--- Begin Records supplied ---

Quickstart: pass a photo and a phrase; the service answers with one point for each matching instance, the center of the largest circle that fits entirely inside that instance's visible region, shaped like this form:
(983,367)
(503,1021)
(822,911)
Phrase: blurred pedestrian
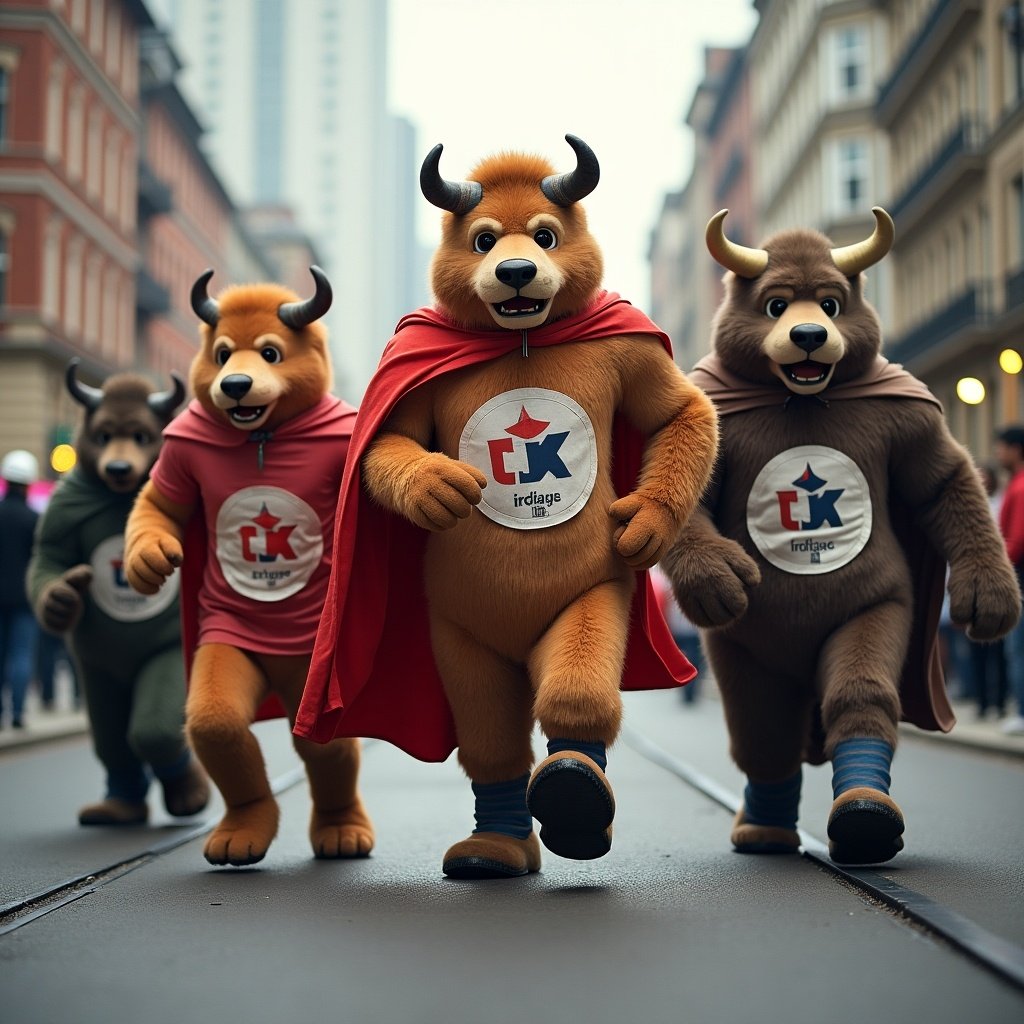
(17,625)
(1010,455)
(988,660)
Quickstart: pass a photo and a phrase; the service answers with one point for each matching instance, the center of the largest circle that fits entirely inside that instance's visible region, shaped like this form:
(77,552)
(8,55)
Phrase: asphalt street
(671,926)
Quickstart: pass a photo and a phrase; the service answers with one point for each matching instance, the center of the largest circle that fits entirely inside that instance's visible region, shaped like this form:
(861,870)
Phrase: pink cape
(373,671)
(330,417)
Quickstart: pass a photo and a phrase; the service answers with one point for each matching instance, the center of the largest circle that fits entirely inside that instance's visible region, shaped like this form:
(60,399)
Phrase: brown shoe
(570,797)
(114,811)
(865,826)
(493,855)
(749,838)
(188,793)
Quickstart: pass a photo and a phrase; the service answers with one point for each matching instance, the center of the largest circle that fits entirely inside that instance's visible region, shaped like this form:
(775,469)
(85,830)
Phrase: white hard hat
(19,467)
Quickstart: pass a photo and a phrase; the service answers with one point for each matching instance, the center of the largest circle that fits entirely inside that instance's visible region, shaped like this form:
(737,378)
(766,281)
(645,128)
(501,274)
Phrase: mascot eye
(546,238)
(484,242)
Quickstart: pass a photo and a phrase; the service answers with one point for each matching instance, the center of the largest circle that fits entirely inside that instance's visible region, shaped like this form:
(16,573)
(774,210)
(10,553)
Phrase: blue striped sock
(595,751)
(775,804)
(501,807)
(861,762)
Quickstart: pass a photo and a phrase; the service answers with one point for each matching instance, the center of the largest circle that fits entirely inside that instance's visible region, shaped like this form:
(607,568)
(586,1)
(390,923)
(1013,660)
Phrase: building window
(851,60)
(4,102)
(852,174)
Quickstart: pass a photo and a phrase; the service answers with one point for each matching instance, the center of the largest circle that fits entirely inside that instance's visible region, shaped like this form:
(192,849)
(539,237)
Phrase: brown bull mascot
(816,561)
(245,494)
(527,450)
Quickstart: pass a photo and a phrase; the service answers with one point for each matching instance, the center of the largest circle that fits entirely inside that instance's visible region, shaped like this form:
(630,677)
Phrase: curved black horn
(458,197)
(82,393)
(564,189)
(205,307)
(299,314)
(164,402)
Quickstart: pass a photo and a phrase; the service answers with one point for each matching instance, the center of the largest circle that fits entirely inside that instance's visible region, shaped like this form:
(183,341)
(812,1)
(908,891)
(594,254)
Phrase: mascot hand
(712,581)
(60,604)
(442,491)
(647,529)
(984,598)
(151,559)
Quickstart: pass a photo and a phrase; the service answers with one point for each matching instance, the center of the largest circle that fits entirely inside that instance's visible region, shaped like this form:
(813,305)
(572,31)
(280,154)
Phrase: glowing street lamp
(1011,361)
(970,390)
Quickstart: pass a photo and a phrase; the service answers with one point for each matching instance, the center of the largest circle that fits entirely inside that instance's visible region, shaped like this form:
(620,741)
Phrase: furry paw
(646,530)
(151,559)
(244,835)
(442,491)
(985,599)
(346,833)
(60,604)
(712,582)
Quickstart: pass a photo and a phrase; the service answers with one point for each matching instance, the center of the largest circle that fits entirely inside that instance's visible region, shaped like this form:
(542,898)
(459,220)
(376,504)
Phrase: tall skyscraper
(294,99)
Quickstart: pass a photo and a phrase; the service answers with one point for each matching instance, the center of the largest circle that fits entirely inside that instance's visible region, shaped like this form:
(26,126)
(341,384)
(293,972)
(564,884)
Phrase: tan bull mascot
(842,491)
(245,493)
(526,450)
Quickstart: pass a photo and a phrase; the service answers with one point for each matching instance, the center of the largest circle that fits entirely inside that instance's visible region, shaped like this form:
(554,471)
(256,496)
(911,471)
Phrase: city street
(671,926)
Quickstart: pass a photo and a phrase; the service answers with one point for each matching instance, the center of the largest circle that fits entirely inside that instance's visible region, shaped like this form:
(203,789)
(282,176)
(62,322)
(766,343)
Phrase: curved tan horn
(741,261)
(852,259)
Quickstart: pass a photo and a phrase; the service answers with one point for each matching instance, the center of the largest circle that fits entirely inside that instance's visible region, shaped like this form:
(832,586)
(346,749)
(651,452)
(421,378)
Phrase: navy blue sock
(774,804)
(861,762)
(501,807)
(595,751)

--- End Records supplied ---

What the exercise asks: Repeat the preceding records precisely, and leave every picture out of the copy.

Task result:
Quickstart: pass a photo and a phrase; the service answers with one point for each matching instance, the center of the largest circle that fits entirely inside that instance's visible region, shaped like this form:
(983,367)
(503,1021)
(822,911)
Phrase: blurred pedestrian
(17,625)
(1010,455)
(988,660)
Quickstart: pass a photo and a phrase; the service answers with one point for each matching instance, the center of the largest circle that fits entirely inside that instance's visible region, shaped like this form:
(77,552)
(8,55)
Phrase: asphalt street
(671,926)
Quickstart: pass a photo and a phrase; the service answers with one point for each matching instance, the center of the largest circle that fits entirely inside that instance's visible region, shaped like this form:
(861,870)
Phrase: pink cape
(373,671)
(330,417)
Quickstart: pass a photo and a phrase; the service answers with one point for each matching instance, the center of the largest circle that fits entirely inside that instance's visible region, shaped like this form:
(60,399)
Phrase: brown shoe
(570,797)
(114,811)
(865,826)
(493,855)
(749,838)
(188,793)
Quickstart: pass a photo and a phrase; the service answers with one point for each matching instance, the center of the largest circle that fits entirely inside that instance's visible region, shaped like this form:
(775,469)
(85,830)
Phrase: white hard hat
(19,467)
Quickstart: pass a photo and a phrase; the service answers with one point for each matching instance, the center of the largest circle that fits entirely inside that instance's visible region, shaped like this form:
(737,378)
(766,281)
(645,128)
(501,274)
Phrase: mascot eye
(546,238)
(484,242)
Quickstart: pass a photo and a phrase; the service answers with one point for each matching instance, the center of the largest circle that fits entirely inside that instance's visible region, shaped like this form:
(16,573)
(774,210)
(10,553)
Phrase: blue striped sock
(595,751)
(775,804)
(501,807)
(861,762)
Quickstart: pass a photo and a phrase; the service answers with one point for each matching instance, the center of the largest circle that fits entirely inside that instance's visible region, shaped like this form:
(607,568)
(586,1)
(390,923)
(1013,660)
Phrase: building window
(851,60)
(4,102)
(852,174)
Quickstart: pass a photo and a phrase; the service answers with one point for each matching instance, the center of the largest circle that fits entirely inside that instance's visible region, shaped like this form:
(192,849)
(539,237)
Phrase: brown bull mascot
(816,561)
(245,494)
(527,450)
Quickstart: pass a photo and a phrase; the service answers with one point for each matching instance, the center of the largest circle that fits entirely inside that instance's visible region, shaped like this form:
(630,677)
Phrase: curved black horn
(458,197)
(82,393)
(564,189)
(205,307)
(299,314)
(164,402)
Quickstart: pass a photo and a phrase; the service answers with one point for each matching instance, the center of the largest circle that fits entirely inside that instance's visible region, shaped like this form:
(183,341)
(812,1)
(908,891)
(594,254)
Phrase: mascot hand
(712,581)
(60,604)
(442,491)
(647,529)
(984,598)
(151,559)
Quickstart: pass a photo and a phrase; the service answers with one point for each matching instance, the center of the largest circle that fits entirely inside that instance's visible region, shaped like this form:
(813,305)
(572,31)
(280,154)
Phrase: glowing street lamp
(1011,361)
(970,390)
Quickstart: pass a photo and a phrase; the service answers with one point for each matching instance, the center of the largest circle that fits entirely inside that instance's visible region, shaped like this form:
(620,741)
Phrase: furry paw
(646,530)
(151,559)
(244,835)
(442,491)
(985,599)
(346,833)
(60,604)
(712,582)
Quickstart: pass a photo and a phrase; the service answers with one point for each matching instance, the center of the largest circle that fits entirely inside that instance's visible region, shaped like this form:
(542,898)
(459,220)
(376,504)
Phrase: tall skyscraper
(294,99)
Quickstart: pass a photo and a phrase; the service answers with one point for each matching instance, the center of the largest circle that fits entirely inside that instance's visible region, shaped like this form:
(26,126)
(341,384)
(293,972)
(564,884)
Phrase: tan bull mascot
(842,491)
(245,493)
(526,450)
Quickstart: pass a photo and a phrase; the service answers with one point for each matching instance, the center of the largest circle that fits entirely inside that instance's visible region, shaped like this form:
(554,471)
(256,496)
(911,471)
Phrase: city street
(671,926)
Quickstart: pass a photo and a phrase; the service answers with one point for each matching instance, the center of the largest circle that fits entirely inside that instance's visible region, shaped like this form:
(203,789)
(282,176)
(62,322)
(766,343)
Phrase: curved tan horn
(741,261)
(852,259)
Quickstart: pass a photo and a phrase; the service answers with one point for each matching instance, the center of the largest circle that fits entirely inside that instance's visible region, shaped like this form:
(832,586)
(346,749)
(651,452)
(421,378)
Phrase: navy blue sock
(774,804)
(861,762)
(501,807)
(595,751)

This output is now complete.